**PROBLEM:**
Answer these questions from the text about Sydney:
1. How old is Sydney?
2. What is the name of Sydney's twin brother?
3. At how many weeks was the first ultrasound?

The other day, I needed my kitchen junk drawer organized. Like all of a sudden, I couldn’t deal with the clutter any more. But looking at the mess was overwhelming and I didn’t even know where to start. So I did the most logical thing I could think of; I asked my 14 year-old daughter to do it.
When you think of a teenage girl, organized is probably not the word that comes to mind. But Sydney is a warrior of efficiency. She is boldly diligent and methodical in everything she does. This is a kid who has never, ever had to be told to do her homework, happily sets her alarm for 6 am swim practices on Saturday mornings, takes the most fastidious class notes you’ve ever seen (except for mine, maybe) and drives down a basketball court like she’s on fire.
She is all blazing passion and determination, this girl.
What she wants, she gets and what she does, she does with a fierce intensity that’s both admirable and, frankly, a little scary.
I got pregnant with Sydney and her twin brother Aidan after 3 miscarriages and a round of fertility treatments. I never thought I’d be able to have a baby, so getting two for the price of one was, to me, nothing short of a miracle. That first ultrasound at 7 weeks showed one clear beating heart, and another fainter flicker, likely conceived a couple of days later. That was Sydney, affectionately referred to as “Twin A” throughout my pregnancy. It’s always seemed to me that she was determined to be there, to fight for real estate in my belly alongside her brother.
I like to think that her soul was floating around my heart for a while, and then one day she was just ready to become a person.

**DATA FOR ANALYSIS:**
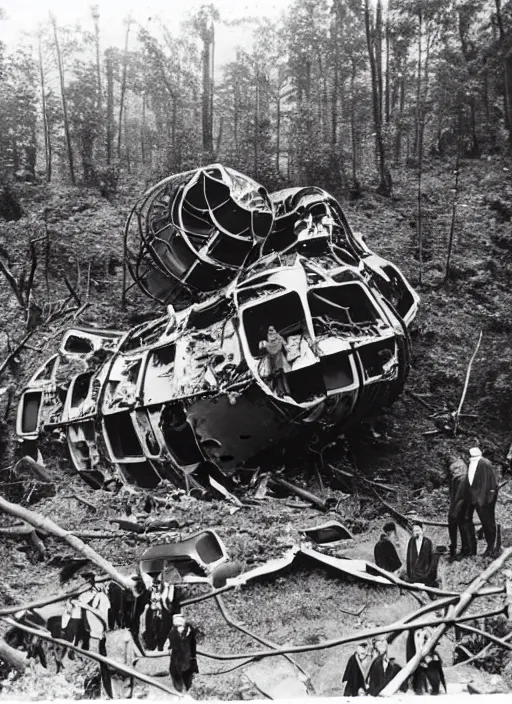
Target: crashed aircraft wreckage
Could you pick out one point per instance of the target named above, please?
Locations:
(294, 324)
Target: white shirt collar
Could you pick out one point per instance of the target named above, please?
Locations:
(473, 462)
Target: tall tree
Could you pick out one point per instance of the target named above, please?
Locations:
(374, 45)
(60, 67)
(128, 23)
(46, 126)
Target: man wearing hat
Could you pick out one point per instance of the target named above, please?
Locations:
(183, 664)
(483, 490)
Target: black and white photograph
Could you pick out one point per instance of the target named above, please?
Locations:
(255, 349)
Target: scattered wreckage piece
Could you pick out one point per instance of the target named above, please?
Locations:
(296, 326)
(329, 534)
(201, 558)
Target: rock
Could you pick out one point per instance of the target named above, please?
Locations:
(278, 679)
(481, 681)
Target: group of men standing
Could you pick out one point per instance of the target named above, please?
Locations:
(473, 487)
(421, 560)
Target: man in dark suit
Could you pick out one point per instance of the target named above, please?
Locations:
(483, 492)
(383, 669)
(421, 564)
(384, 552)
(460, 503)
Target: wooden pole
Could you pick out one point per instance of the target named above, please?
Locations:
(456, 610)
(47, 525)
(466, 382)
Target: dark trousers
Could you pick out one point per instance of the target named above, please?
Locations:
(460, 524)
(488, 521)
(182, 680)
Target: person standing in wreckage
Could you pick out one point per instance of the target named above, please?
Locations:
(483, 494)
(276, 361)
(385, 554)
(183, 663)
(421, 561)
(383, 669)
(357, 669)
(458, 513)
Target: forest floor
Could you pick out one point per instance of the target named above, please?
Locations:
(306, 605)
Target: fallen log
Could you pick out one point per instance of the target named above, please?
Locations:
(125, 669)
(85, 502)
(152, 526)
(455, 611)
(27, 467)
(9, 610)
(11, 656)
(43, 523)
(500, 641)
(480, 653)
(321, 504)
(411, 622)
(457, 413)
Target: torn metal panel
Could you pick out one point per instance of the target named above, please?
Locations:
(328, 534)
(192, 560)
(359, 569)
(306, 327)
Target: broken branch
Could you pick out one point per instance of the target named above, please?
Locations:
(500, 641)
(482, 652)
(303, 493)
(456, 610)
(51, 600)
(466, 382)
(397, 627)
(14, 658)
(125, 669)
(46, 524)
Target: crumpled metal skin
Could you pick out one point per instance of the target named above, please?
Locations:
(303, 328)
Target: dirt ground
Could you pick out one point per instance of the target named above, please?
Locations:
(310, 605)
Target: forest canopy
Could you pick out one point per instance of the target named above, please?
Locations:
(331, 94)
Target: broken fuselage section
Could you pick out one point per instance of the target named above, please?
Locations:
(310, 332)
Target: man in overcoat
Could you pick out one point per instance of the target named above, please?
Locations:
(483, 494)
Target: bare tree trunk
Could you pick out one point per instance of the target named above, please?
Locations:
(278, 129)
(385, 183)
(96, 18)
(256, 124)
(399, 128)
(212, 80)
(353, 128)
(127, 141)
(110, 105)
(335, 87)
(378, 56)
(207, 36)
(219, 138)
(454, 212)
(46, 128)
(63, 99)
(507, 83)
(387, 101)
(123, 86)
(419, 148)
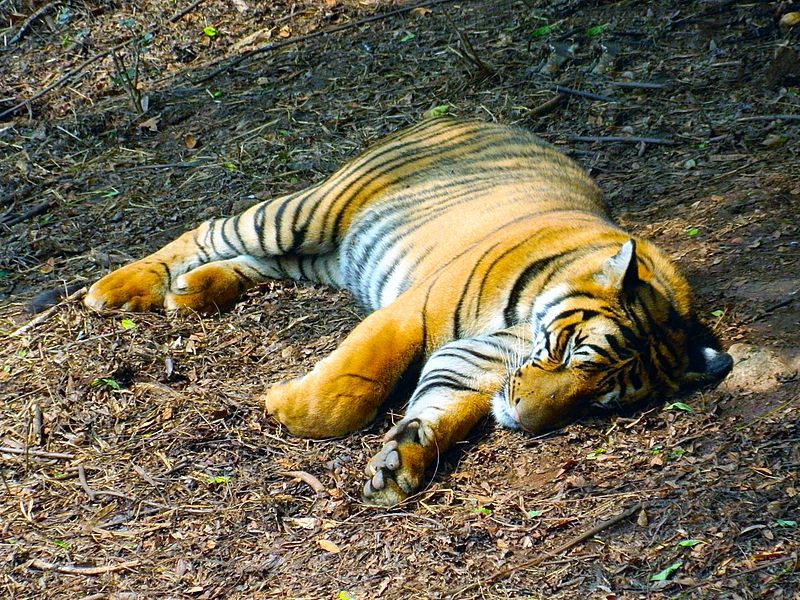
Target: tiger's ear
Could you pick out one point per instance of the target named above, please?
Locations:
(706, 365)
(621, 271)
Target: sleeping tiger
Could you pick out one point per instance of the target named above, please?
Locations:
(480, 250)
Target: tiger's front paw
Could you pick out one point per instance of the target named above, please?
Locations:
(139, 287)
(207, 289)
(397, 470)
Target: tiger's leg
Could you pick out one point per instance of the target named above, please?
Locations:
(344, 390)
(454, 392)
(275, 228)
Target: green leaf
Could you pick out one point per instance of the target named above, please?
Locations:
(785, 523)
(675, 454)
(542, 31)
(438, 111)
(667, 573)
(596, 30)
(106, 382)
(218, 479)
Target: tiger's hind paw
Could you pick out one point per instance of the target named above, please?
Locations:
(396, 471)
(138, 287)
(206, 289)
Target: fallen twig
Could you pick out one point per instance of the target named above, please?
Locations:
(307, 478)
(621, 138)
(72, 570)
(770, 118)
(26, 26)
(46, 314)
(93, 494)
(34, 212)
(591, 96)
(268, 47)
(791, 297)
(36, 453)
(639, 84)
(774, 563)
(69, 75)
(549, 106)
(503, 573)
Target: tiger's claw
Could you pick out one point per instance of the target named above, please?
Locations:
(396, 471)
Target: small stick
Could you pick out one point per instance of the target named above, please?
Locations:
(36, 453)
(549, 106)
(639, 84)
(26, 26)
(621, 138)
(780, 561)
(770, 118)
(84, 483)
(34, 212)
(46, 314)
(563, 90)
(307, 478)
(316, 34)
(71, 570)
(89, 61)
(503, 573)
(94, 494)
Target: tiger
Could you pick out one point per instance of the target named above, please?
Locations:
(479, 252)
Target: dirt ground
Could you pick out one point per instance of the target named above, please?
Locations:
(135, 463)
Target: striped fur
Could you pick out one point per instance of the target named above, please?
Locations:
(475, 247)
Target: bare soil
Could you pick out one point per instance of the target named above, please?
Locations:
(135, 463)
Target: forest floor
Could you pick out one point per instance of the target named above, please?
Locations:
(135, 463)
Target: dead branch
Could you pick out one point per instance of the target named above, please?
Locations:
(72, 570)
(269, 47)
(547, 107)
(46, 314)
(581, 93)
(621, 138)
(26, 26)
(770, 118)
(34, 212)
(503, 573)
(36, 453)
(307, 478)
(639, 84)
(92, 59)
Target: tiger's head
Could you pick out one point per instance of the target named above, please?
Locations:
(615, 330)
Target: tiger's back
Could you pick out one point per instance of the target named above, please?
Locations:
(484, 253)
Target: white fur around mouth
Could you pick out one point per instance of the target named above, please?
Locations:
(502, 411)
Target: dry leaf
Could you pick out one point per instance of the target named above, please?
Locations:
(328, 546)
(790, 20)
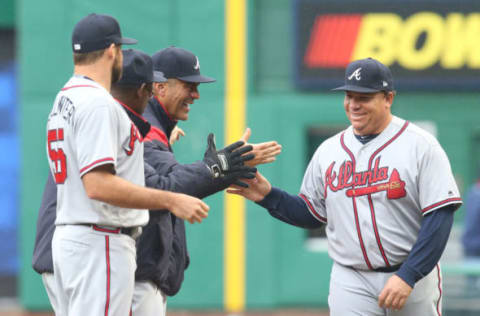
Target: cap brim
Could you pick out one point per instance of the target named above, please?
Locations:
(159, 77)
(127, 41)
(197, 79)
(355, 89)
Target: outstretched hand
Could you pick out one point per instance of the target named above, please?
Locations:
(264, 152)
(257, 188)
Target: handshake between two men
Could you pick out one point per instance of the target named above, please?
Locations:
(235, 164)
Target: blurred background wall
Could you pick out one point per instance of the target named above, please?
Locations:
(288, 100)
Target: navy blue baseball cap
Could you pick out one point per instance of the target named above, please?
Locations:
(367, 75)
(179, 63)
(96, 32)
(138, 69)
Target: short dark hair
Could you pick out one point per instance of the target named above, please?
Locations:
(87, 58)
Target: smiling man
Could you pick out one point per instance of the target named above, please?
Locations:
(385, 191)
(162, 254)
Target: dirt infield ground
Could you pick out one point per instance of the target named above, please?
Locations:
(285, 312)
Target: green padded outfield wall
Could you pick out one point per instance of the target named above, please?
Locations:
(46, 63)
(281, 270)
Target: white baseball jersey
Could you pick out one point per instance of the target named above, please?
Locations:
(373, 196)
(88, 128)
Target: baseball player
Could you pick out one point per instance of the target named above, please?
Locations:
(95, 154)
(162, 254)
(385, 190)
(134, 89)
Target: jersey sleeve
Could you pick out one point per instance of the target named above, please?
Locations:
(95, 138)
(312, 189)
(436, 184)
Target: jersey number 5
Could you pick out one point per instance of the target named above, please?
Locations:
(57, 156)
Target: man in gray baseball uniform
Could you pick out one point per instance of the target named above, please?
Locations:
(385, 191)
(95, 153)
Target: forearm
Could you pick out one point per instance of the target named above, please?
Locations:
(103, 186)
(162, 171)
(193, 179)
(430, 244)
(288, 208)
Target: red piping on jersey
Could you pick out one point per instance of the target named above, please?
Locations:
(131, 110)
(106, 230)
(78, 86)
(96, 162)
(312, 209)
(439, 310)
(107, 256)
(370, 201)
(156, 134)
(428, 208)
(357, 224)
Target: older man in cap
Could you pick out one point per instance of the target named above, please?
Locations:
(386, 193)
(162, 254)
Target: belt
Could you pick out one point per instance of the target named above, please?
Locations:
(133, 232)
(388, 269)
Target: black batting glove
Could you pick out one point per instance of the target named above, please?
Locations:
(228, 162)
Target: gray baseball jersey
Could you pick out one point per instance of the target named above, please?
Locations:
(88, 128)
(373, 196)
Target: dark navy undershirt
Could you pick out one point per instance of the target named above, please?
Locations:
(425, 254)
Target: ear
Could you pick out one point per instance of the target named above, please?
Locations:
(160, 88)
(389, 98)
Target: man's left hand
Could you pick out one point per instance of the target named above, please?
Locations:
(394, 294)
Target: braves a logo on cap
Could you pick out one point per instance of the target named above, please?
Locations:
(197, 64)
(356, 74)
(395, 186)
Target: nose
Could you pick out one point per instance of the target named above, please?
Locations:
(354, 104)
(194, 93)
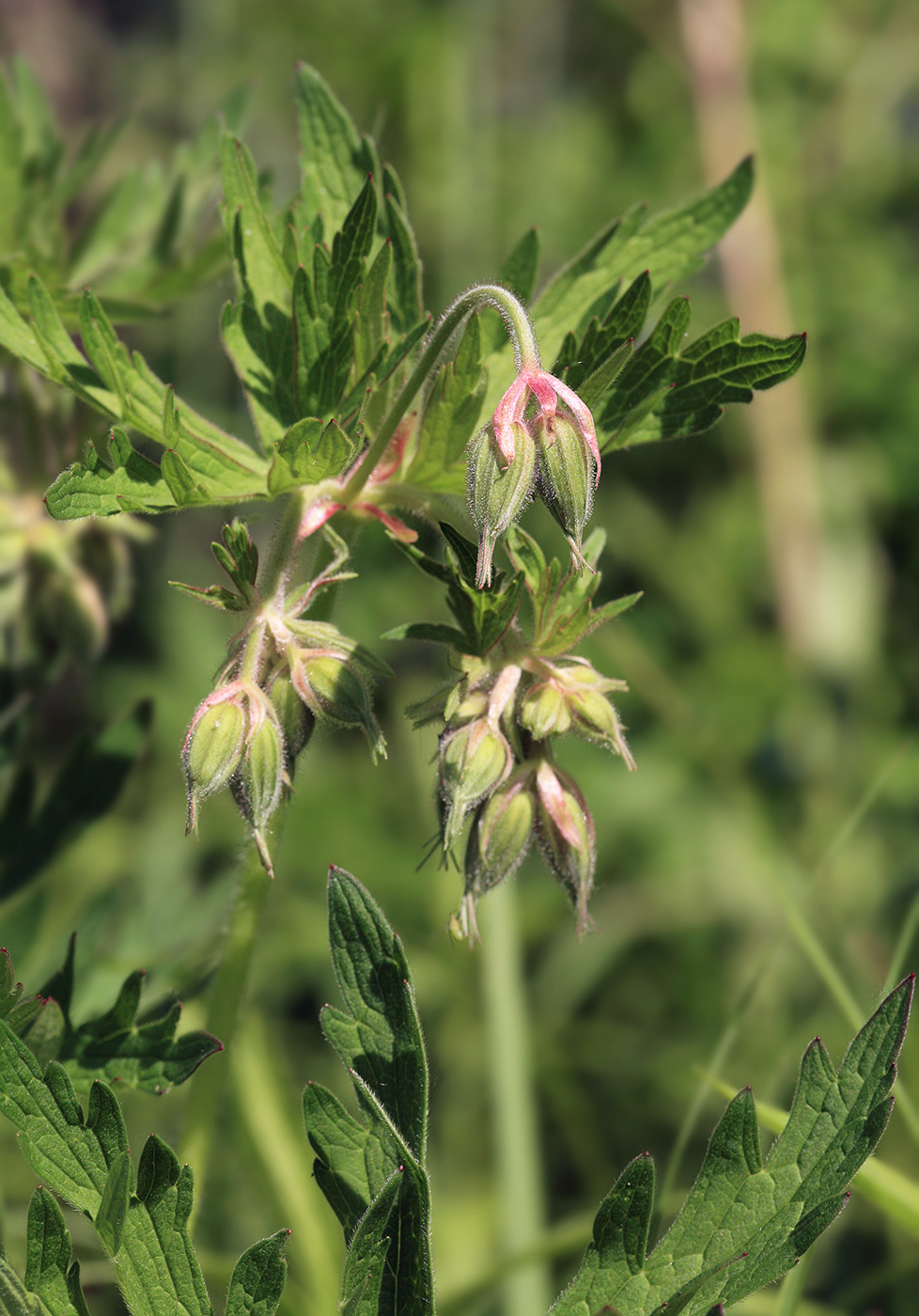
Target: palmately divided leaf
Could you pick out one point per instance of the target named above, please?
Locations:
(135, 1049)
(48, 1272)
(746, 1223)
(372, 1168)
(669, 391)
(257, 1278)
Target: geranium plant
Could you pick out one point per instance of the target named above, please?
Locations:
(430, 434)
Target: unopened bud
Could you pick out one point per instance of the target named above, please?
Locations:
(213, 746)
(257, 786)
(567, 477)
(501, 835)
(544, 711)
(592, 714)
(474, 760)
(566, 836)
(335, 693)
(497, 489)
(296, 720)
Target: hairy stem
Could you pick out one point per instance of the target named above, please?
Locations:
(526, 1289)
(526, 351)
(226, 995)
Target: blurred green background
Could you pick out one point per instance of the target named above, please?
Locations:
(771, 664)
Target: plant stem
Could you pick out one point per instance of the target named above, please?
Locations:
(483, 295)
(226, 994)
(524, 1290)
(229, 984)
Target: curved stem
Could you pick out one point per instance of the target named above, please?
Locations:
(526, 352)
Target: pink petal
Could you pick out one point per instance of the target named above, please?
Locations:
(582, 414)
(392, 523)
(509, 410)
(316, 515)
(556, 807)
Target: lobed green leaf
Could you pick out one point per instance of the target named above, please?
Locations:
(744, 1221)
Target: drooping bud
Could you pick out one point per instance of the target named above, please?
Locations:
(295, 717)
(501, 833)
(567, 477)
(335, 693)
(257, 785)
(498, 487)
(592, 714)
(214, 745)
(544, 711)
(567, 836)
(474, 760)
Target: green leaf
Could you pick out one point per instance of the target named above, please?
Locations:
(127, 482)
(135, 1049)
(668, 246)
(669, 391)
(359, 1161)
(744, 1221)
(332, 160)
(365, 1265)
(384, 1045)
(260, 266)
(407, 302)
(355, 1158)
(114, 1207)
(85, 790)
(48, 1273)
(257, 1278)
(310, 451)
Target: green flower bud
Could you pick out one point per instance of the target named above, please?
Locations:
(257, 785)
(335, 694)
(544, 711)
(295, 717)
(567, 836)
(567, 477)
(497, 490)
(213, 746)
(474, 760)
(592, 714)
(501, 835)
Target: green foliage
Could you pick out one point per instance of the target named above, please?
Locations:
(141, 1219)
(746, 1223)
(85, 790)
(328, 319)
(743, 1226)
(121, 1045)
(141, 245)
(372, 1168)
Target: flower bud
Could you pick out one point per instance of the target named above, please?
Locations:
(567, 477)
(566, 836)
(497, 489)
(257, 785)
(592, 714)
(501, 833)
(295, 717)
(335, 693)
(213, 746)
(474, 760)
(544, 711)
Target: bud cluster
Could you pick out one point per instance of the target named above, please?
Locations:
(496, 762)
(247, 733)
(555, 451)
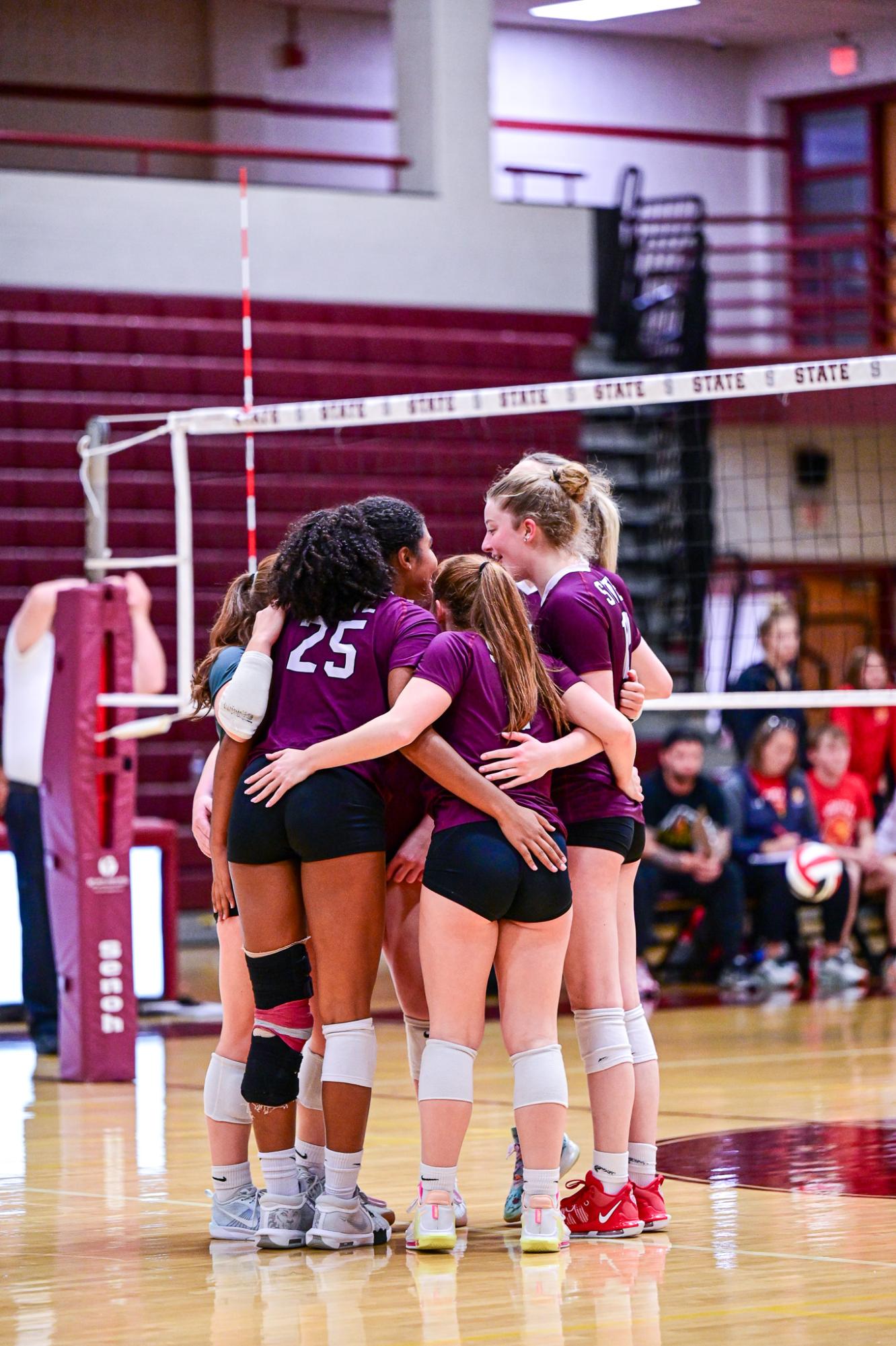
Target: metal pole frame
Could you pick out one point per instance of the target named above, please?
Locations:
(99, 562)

**WRITTEN RESPONSE:**
1. Sydney is 14 years old.
2. Her twin brother's name is Aidan.
3. The first ultrasound was at 7 weeks.